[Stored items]

##########

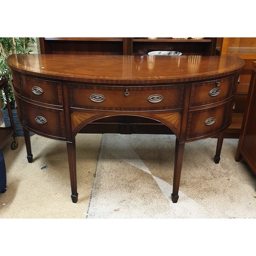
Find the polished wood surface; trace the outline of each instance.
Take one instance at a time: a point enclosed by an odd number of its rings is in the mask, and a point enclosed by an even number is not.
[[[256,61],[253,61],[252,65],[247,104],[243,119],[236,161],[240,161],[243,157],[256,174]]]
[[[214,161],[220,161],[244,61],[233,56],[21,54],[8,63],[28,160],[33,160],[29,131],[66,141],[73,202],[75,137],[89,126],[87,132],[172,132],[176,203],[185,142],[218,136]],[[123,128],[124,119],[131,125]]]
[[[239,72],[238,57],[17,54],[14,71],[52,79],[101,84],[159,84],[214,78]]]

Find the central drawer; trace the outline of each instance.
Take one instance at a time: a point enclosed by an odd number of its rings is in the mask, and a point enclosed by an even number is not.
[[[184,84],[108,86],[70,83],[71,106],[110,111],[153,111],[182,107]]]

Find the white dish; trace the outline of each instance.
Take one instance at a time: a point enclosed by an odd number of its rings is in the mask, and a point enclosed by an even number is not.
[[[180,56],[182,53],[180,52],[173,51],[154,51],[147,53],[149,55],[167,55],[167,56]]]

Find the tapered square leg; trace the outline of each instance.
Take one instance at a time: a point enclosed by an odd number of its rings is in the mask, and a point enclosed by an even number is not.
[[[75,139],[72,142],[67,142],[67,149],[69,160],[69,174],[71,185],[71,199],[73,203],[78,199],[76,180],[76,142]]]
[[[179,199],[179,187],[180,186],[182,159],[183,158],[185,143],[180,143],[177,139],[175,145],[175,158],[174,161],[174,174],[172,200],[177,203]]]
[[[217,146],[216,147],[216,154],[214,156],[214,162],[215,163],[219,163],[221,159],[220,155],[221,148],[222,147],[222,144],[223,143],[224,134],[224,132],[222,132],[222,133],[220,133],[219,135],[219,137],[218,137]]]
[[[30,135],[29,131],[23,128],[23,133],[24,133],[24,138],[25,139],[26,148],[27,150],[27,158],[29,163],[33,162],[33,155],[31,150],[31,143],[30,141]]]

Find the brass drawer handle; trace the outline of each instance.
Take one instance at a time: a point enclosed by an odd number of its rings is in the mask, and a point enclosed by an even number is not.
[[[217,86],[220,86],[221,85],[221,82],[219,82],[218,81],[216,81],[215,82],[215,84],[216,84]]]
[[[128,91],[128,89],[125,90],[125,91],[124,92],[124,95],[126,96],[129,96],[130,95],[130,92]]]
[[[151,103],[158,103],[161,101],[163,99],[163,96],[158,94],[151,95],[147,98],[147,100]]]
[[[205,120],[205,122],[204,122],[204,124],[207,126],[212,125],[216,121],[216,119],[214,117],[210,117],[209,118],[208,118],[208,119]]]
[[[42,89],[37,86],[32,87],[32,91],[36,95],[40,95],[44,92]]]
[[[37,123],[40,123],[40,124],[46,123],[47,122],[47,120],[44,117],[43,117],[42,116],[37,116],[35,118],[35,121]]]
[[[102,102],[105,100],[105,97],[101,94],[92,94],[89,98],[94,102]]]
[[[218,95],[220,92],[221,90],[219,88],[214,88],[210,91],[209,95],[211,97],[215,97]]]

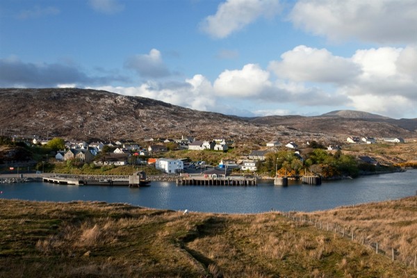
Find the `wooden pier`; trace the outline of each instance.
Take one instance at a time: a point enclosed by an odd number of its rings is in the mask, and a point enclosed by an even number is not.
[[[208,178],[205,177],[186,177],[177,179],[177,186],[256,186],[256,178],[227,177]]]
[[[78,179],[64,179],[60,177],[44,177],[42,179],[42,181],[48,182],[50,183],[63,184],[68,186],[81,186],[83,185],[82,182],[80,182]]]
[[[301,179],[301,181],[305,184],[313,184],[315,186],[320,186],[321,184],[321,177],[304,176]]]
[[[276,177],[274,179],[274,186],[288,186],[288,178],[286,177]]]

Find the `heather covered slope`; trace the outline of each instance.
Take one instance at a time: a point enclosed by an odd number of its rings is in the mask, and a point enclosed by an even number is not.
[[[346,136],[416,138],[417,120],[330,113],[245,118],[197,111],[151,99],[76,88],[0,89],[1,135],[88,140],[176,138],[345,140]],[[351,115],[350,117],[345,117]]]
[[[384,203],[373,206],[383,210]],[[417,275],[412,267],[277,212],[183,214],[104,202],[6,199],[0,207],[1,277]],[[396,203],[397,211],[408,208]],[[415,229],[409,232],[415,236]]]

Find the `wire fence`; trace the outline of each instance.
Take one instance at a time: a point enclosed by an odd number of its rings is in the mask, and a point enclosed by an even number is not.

##########

* [Directions for this task] State how many lines of the stored items contain the word "drawer". Give only the number.

* [Full response] 2